SOURCE DATA:
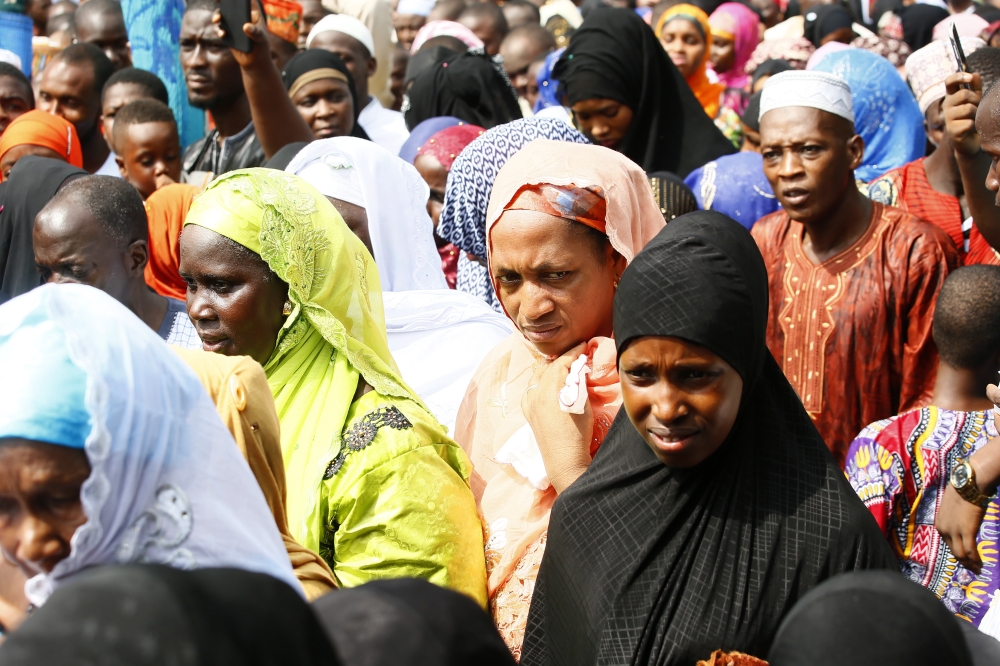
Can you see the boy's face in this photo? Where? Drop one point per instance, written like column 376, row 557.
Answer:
column 150, row 156
column 115, row 97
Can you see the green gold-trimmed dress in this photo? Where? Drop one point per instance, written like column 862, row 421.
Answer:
column 375, row 485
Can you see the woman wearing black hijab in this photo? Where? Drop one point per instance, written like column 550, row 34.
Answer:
column 626, row 94
column 322, row 90
column 32, row 183
column 872, row 617
column 469, row 86
column 151, row 615
column 713, row 504
column 918, row 24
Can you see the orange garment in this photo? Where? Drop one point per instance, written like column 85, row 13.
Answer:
column 515, row 514
column 238, row 387
column 708, row 93
column 283, row 18
column 166, row 209
column 37, row 128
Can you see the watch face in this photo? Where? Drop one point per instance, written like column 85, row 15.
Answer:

YOUR TASK:
Once you have counted every line above that contains the string "face", give that number and nothing more.

SOLUTION:
2